Print the entire listing. Each line must match the original exactly.

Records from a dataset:

-------

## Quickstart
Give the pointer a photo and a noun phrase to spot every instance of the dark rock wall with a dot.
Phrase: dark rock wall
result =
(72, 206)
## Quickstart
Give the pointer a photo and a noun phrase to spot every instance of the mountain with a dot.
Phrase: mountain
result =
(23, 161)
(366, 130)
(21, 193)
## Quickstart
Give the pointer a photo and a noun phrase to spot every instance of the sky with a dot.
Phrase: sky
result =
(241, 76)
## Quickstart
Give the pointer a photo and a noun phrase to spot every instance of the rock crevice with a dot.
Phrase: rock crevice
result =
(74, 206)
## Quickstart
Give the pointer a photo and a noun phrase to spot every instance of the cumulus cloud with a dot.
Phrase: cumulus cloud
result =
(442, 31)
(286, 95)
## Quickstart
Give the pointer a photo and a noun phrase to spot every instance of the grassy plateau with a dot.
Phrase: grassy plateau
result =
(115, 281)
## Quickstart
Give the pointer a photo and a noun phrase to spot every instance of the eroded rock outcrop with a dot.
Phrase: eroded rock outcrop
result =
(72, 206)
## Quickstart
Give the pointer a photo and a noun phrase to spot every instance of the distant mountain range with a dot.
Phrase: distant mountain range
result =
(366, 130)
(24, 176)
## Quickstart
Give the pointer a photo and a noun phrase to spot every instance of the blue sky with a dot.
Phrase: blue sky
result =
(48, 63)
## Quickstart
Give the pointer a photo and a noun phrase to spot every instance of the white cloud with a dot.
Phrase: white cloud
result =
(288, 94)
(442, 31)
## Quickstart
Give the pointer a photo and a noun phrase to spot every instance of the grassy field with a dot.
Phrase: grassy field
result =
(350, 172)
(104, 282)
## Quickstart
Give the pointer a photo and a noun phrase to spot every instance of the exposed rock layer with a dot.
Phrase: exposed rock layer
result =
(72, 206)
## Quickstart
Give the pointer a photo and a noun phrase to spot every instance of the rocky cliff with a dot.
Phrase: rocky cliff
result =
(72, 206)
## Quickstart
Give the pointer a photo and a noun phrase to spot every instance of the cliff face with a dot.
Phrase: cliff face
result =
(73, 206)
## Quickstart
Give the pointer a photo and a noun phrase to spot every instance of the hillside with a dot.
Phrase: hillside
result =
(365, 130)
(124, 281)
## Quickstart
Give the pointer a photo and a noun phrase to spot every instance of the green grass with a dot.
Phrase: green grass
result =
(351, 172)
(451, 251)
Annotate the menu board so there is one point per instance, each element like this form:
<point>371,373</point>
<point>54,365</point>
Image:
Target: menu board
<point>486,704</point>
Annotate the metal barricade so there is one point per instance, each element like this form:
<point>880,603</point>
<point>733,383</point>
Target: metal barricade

-------

> [Exercise response]:
## Quickstart
Give the pointer a photo and a noun phrase to spot every instance of the dark rock wall with a dot.
Phrase: dark rock wall
result =
(72, 206)
## Quickstart
Give the pointer a photo and a noun phrase to spot every instance of the mountain with a dot.
Phrase: mountain
result =
(23, 161)
(366, 130)
(21, 193)
## Quickstart
Give the pointer a photo and a noun phrase to spot every instance of the sky with a dot.
Phrase: sky
result =
(241, 76)
## Quickstart
Give the pointer a photo and a noun phrase to spot every instance of the rock crevice with a dot.
Phrase: rock crevice
result =
(74, 206)
## Quickstart
Give the pointer a photo and a noun phrase to spot every instance of the cumulus cloud with a dot.
Phrase: cumulus cloud
result =
(442, 31)
(286, 95)
## Quickstart
Give the pointer a photo and a noun phrase to spot every instance of the grassy plateau with a dot.
Phrase: grassy plateau
result =
(115, 281)
## Quickstart
Give the pointer a photo and a noun phrase to spot every instance of the eroded rock outcrop with a dot.
Phrase: eroded rock outcrop
result =
(72, 206)
## Quickstart
Give the pointer a photo and a noun phrase to spot every instance of the distant mountain range with a dot.
Phrase: distant mountain range
result =
(366, 130)
(24, 176)
## Quickstart
Give the pointer a photo and a noun phrase to spot every instance of the blue sky with a dot.
Phrase: blue sky
result =
(48, 63)
## Quickstart
Give the pointer a photo and a noun phrase to spot every instance of the white cloud with a dot.
Phrase: white cloud
result =
(288, 94)
(442, 31)
## Quickstart
Give the pointer a photo and a noun phrase to spot every instance of the grassy field with a dot.
Phrase: grassy field
result =
(350, 172)
(104, 282)
## Quickstart
Give the pointer a photo and a noun phrase to spot every instance of the exposed rock layer with a dot.
Phrase: exposed rock layer
result =
(72, 206)
## Quickstart
Give the pointer a photo and a noun phrase to spot every instance of the rocky cliff with a dot.
Phrase: rocky cliff
result =
(72, 206)
## Quickstart
Give the pointer a photo and a noun phrase to spot every instance of the cliff face with a dot.
Phrase: cliff face
result =
(73, 206)
## Quickstart
Give the pointer a photo and a noun phrase to spot every instance of the hillside with a dot.
Phrase: hillside
result =
(365, 130)
(124, 281)
## Quickstart
Give the pointer a photo and a noun phrase to spot every instance of the green grass with a dot.
Phrase: green grass
result =
(351, 172)
(451, 251)
Annotate the menu board so there is one point per instance, each element like this form:
<point>371,373</point>
<point>54,365</point>
Image:
Target: menu board
<point>486,704</point>
Annotate the metal barricade so there is one point per instance, each element like this form:
<point>880,603</point>
<point>733,383</point>
Target: metal barricade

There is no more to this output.